Poursuivez le texte sur Ferhat Abbas à la suite de sa dernière phrase.

**Texte**

>>

Le 14 mars 1944 il crée l’association des Amis du manifeste de la liberté (AML) soutenu par le cheikh Brahimi de l'Association des oulémas et Messali Hadj. En septembre 1944, il crée l’hebdomadaire Égalité (avec pour sous-titre Égalité des hommes - Égalité des races - Égalité des peuples)[8]. Au lendemain des émeutes de Sétif de mai 1945, tenu pour responsable, il est arrêté et l'AML est dissoute. Libéré en 1946, Ferhat Abbas fonde l’Union démocratique du manifeste algérien (UDMA). En juin, le parti obtient 11 des 13 sièges du deuxième collège à la seconde Assemblée constituante et Ferhat Abbas est élu député de Sétif.

<<

**Données extraites**

>>

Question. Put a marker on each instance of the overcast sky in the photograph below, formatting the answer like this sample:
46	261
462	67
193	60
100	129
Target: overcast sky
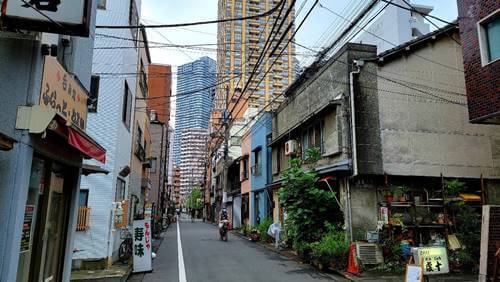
313	33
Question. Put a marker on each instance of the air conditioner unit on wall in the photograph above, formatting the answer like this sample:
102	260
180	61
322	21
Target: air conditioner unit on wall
369	253
291	147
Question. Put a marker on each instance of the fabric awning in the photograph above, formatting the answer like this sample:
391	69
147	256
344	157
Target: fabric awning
91	169
81	141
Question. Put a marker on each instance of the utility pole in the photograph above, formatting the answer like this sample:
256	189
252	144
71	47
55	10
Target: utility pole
226	149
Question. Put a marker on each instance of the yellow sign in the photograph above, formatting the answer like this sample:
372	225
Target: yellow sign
435	260
63	93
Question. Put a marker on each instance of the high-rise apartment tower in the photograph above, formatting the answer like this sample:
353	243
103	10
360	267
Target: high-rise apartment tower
240	45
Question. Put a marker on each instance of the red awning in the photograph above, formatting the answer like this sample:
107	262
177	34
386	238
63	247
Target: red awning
86	145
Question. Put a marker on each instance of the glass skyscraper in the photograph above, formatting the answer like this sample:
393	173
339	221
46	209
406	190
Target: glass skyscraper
195	92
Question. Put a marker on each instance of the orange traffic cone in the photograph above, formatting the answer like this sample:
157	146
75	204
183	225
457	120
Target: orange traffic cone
352	266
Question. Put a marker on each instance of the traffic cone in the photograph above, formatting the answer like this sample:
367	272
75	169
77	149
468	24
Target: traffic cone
352	266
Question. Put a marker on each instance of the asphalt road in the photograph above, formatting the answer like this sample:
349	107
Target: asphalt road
206	258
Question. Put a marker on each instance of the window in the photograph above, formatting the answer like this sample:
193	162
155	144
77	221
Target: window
153	165
256	168
244	168
312	137
120	190
489	38
143	81
83	200
101	4
127	106
94	94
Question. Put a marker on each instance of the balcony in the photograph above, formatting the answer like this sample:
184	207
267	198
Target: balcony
83	219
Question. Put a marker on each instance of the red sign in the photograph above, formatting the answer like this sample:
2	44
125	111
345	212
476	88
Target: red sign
85	145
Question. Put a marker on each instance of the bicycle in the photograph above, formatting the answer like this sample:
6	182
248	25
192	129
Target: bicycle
126	248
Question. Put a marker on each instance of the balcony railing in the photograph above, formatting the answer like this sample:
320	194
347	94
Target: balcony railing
256	170
83	219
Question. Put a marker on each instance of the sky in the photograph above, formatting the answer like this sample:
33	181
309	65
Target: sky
315	32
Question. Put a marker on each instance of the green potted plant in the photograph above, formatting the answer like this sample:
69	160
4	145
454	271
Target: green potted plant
254	235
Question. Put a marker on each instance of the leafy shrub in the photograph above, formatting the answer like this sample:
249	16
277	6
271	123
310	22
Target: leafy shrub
333	247
263	227
309	209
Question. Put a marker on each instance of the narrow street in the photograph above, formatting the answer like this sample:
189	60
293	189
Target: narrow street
206	258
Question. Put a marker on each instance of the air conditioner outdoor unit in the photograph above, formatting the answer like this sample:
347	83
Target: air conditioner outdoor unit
369	253
290	147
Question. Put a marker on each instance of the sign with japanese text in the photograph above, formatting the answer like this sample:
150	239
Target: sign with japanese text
63	93
435	260
29	211
56	16
142	245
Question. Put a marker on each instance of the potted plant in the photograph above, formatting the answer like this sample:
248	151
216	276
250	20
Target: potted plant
389	197
254	235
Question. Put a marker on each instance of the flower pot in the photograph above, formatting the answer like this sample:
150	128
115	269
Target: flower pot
389	198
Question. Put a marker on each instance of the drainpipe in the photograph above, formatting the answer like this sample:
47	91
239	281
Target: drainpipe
354	155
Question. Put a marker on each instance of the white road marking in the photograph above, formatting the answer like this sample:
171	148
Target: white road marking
180	256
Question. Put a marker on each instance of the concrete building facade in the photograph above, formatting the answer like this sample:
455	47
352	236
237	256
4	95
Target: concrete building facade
39	165
111	125
409	129
479	32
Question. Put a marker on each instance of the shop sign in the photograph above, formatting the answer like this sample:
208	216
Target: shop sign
26	235
434	259
55	16
63	93
142	245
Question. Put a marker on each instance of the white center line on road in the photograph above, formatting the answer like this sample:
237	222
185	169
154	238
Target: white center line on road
180	256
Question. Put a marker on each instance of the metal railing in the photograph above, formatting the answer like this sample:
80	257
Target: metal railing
83	219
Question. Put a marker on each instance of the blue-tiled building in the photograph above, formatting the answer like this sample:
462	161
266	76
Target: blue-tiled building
260	169
193	106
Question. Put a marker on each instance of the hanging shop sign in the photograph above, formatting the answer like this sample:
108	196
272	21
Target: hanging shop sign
435	260
60	91
29	211
142	245
54	16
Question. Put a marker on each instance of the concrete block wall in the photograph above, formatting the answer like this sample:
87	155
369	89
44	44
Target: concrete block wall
425	130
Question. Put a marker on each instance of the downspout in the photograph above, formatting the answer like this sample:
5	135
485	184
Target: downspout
354	155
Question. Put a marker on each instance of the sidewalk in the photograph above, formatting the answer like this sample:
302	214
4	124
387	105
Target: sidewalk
118	272
382	276
370	276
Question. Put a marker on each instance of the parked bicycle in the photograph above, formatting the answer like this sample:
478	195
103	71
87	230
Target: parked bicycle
126	248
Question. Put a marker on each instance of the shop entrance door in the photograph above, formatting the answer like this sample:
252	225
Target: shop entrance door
45	255
54	231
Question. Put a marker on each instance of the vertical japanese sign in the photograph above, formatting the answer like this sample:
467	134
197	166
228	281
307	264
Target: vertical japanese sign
26	235
435	260
142	245
63	93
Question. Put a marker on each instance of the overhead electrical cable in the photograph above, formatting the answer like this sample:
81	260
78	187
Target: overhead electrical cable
265	14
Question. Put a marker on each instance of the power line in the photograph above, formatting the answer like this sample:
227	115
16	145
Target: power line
363	28
265	14
409	9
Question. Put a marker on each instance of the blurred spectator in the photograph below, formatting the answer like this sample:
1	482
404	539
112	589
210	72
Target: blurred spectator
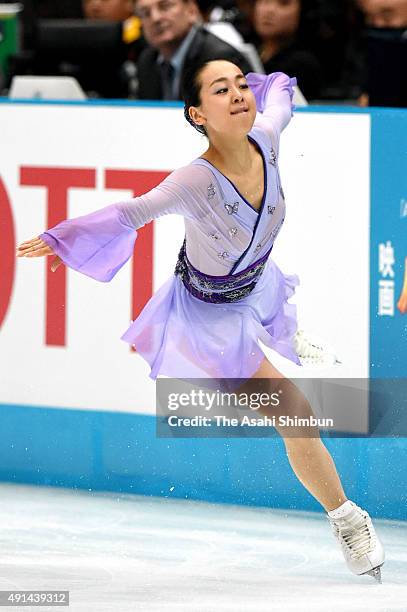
175	39
122	76
109	10
385	13
279	25
226	31
222	29
385	76
45	9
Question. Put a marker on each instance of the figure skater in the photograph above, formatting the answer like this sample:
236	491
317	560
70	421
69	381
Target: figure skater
226	293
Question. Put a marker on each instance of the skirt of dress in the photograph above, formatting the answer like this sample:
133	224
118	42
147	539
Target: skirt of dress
183	337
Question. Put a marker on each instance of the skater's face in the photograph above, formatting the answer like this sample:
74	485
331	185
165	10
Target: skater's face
227	104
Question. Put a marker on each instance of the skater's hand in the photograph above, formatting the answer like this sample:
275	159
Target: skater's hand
36	247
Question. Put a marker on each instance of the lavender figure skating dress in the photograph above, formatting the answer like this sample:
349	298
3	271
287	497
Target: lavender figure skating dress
226	292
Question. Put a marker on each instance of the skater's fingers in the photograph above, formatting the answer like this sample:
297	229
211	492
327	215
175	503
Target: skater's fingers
402	304
31	241
34	248
55	263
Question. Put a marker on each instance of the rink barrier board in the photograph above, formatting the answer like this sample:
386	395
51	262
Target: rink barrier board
119	452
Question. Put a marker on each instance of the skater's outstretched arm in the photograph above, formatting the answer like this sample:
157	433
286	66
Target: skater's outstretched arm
274	94
99	244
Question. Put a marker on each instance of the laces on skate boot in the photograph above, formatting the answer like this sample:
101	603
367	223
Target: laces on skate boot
312	352
360	545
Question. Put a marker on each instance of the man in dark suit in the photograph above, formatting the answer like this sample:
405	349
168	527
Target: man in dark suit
175	39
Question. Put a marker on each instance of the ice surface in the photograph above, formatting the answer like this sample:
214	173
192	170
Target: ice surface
127	552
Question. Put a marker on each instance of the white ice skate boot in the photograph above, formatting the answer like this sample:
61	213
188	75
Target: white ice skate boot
312	352
360	545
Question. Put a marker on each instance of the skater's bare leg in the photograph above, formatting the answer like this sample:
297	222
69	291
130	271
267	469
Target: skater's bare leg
307	454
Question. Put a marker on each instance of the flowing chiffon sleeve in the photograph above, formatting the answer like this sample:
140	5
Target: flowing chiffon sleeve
274	94
100	243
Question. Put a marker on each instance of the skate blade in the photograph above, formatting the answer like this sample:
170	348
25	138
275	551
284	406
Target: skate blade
376	574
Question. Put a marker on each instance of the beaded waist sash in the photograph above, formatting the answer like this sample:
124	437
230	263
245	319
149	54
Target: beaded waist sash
218	289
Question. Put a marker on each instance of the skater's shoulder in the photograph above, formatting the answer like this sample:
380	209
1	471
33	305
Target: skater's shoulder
194	176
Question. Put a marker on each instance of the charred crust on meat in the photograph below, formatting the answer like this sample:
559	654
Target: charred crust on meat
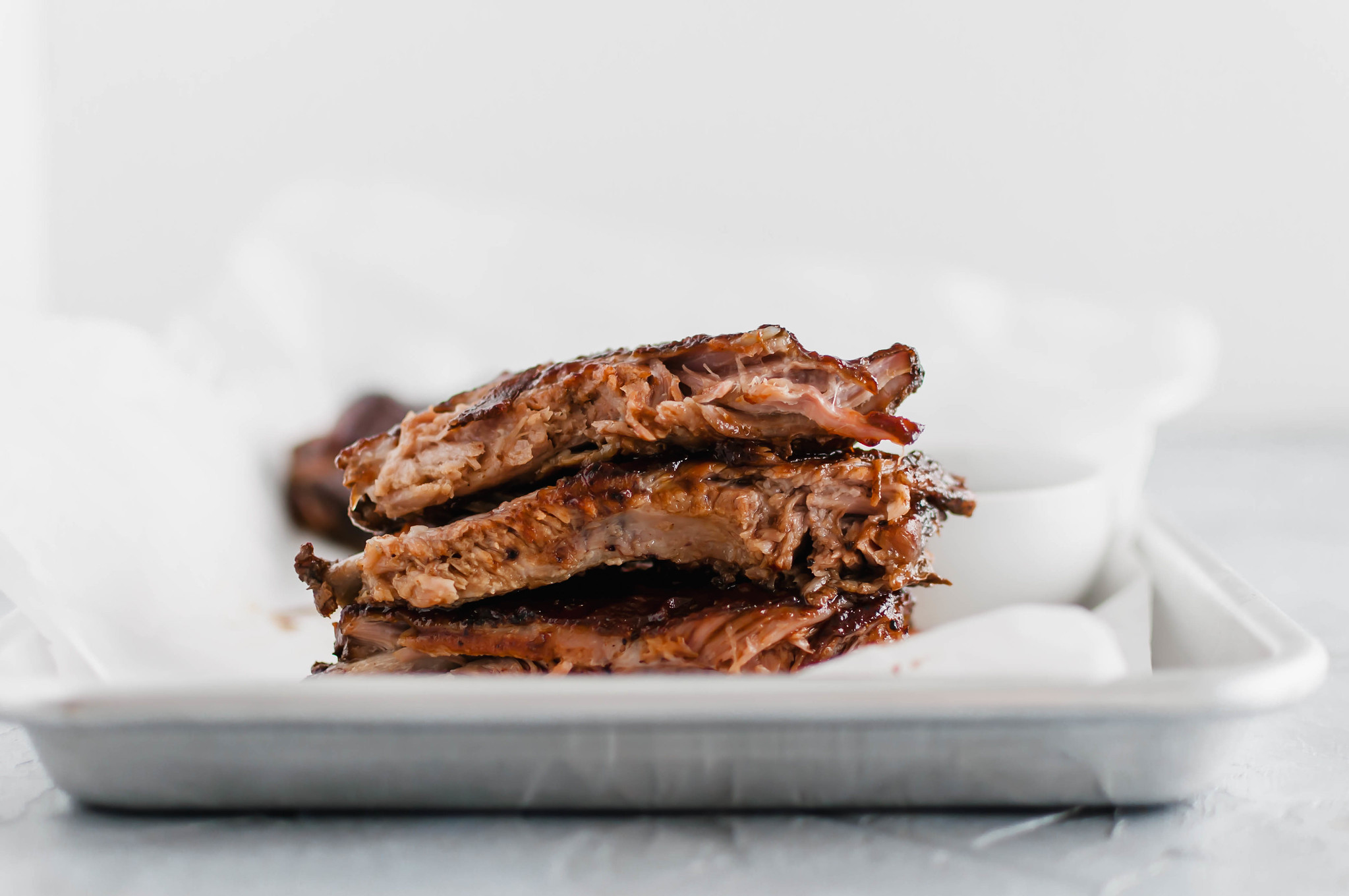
313	571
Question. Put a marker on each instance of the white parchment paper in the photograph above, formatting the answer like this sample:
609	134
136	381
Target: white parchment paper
142	530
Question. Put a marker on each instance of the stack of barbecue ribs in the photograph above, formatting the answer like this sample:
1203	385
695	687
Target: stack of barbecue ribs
698	505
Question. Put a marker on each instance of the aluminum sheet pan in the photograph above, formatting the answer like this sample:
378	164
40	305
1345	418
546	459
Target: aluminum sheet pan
1222	658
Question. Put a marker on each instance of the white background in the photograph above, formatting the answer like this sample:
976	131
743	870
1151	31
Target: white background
1185	150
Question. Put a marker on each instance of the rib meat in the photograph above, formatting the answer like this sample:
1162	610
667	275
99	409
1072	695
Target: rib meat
755	387
314	491
618	621
853	522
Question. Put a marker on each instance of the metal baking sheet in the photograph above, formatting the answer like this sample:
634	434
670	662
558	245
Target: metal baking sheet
1222	658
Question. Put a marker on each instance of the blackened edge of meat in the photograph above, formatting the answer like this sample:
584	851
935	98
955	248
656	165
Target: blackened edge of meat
316	497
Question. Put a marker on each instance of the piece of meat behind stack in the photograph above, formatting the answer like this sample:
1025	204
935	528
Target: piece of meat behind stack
698	505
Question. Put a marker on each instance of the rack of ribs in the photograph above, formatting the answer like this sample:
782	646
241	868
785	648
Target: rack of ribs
699	505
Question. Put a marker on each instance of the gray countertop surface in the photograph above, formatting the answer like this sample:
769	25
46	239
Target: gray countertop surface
1271	507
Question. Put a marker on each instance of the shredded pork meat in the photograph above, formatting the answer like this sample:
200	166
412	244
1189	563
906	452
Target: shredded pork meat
618	621
760	386
854	522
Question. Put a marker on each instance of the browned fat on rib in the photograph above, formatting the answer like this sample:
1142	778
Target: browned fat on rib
760	386
853	522
618	623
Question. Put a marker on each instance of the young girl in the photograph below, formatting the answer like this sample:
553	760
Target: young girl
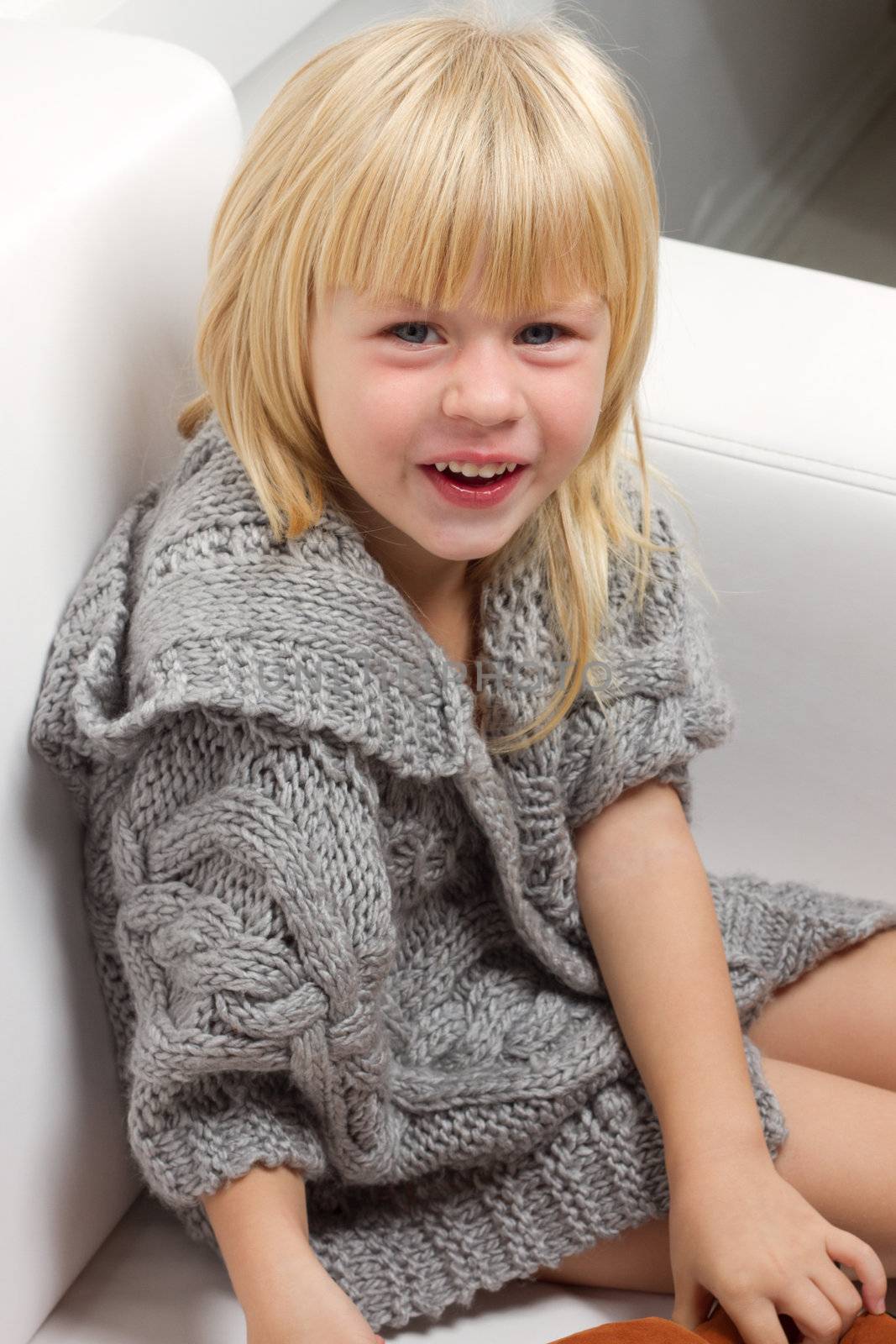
379	714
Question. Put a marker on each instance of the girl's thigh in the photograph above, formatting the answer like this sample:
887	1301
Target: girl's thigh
837	1155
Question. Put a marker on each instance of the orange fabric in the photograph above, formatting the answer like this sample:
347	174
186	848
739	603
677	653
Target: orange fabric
720	1330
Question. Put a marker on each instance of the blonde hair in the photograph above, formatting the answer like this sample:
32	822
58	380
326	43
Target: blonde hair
379	165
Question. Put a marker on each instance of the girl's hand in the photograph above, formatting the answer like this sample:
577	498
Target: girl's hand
741	1234
311	1310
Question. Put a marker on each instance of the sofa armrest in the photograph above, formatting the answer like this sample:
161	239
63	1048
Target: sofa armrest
768	401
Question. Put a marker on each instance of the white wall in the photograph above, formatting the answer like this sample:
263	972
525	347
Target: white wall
748	105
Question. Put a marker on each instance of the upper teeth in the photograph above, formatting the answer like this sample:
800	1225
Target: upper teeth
470	470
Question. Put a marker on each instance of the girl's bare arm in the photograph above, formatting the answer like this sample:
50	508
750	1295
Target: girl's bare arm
649	913
261	1225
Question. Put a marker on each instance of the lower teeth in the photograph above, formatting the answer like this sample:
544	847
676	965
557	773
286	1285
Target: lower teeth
470	480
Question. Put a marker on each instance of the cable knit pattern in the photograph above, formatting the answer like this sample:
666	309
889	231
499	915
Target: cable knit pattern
332	932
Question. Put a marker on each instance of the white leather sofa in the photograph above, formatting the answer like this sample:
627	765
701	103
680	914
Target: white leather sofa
768	401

<<

**Résultat**
Combat indépendantiste

Après le refus à deux reprises de son projet sur le statut de l'Algérie, il démissionne de l'assemblée en 1947. Il durcit alors ses positions, l’hebdomadaire l’Égalité devient, en février 1948, Égalité - République Algérienne puis République Algérienne en juin de la même année[8]. Alors qu'il y annonce dès 1953 une rupture imminente et définitive[9], le Front de libération nationale (FLN) lance le 1er novembre 1954 les premières actions armées[10] et marque le début de la « révolution algérienne ».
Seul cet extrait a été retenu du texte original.